╭─ Reading text

UK plans overnight social media curfew for 16- and 17-year-olds, default settings target infinite scroll and AI chatbots, voluntary controls highlight limits of state regulation

The UK government is preparing a voluntary overnight social media curfew for 16- and 17-year-olds, with default settings set to block access between midnight and 6am, according to The Independent. The plan would automatically disable features such as infinite scrolling and algorithmic feeds, and introduce breaks in the use of AI chatbots. Ministers say the measures are intended to reduce addictive use and improve sleep and concentration.

The proposal lands amid a broader push by Keir Starmer’s government to regulate youth access to digital platforms. The Independent reports that the government unveiled a social media ban for under-16s last month, expected to begin next spring, covering major platforms including Snapchat, TikTok, YouTube, Instagram, Facebook and X, while excluding messaging services such as WhatsApp and Signal. The new curfew approach for older teenagers is framed less as a prohibition than as a set of defaults: teenagers can switch off the settings, a detail critics have seized on as proof that the policy relies on compliance rather than enforcement.

╰─
╭─ Records

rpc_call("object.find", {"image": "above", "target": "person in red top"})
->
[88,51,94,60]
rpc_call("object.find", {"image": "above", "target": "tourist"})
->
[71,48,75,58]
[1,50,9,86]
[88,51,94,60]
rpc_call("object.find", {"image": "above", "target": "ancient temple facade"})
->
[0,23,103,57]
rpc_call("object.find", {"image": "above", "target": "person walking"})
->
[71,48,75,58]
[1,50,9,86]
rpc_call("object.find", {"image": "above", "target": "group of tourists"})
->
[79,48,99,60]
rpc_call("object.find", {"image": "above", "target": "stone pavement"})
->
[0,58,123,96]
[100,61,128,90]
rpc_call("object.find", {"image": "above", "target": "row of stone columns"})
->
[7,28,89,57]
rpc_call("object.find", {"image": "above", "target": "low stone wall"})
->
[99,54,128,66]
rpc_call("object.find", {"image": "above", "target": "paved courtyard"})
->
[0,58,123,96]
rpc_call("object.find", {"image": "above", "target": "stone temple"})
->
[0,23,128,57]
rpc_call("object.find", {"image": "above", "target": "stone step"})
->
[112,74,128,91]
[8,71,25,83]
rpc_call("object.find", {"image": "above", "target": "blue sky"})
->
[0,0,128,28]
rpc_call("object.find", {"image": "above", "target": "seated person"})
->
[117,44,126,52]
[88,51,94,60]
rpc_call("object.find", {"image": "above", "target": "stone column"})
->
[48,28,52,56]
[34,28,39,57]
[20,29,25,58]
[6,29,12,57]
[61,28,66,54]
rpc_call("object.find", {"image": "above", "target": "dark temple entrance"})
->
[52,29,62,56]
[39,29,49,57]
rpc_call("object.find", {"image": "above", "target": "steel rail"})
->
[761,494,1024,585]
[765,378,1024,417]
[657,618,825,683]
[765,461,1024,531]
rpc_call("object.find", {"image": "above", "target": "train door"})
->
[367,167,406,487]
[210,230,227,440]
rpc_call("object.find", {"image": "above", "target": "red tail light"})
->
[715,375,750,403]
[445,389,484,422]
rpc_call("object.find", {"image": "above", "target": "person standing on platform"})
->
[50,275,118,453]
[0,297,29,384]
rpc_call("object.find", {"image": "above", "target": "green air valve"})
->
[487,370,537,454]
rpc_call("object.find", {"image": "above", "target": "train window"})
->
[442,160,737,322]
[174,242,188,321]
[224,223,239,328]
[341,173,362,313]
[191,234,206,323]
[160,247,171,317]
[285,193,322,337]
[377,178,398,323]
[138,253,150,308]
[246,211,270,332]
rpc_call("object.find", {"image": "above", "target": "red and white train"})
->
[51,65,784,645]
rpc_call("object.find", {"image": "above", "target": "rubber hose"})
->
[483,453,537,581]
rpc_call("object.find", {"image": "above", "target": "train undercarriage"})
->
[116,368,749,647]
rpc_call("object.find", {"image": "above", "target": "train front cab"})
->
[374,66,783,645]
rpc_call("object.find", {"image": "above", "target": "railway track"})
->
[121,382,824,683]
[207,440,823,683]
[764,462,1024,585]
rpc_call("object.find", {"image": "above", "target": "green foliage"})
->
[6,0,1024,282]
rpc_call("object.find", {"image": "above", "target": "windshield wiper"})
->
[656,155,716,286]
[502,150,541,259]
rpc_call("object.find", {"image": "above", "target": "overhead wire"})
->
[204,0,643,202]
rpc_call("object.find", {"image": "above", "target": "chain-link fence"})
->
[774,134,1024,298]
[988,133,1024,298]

╰─

__Task details__
Write out the passage of the article on the UK social media curfew word for word, starting with "The UK government" and going on through "sleep and concentration.".

__Your solution__
The UK government is preparing a voluntary overnight social media curfew for 16- and 17-year-olds, with default settings set to block access between midnight and 6am, according to The Independent. The plan would automatically disable features such as infinite scrolling and algorithmic feeds, and introduce breaks in the use of AI chatbots. Ministers say the measures are intended to reduce addictive use and improve sleep and concentration.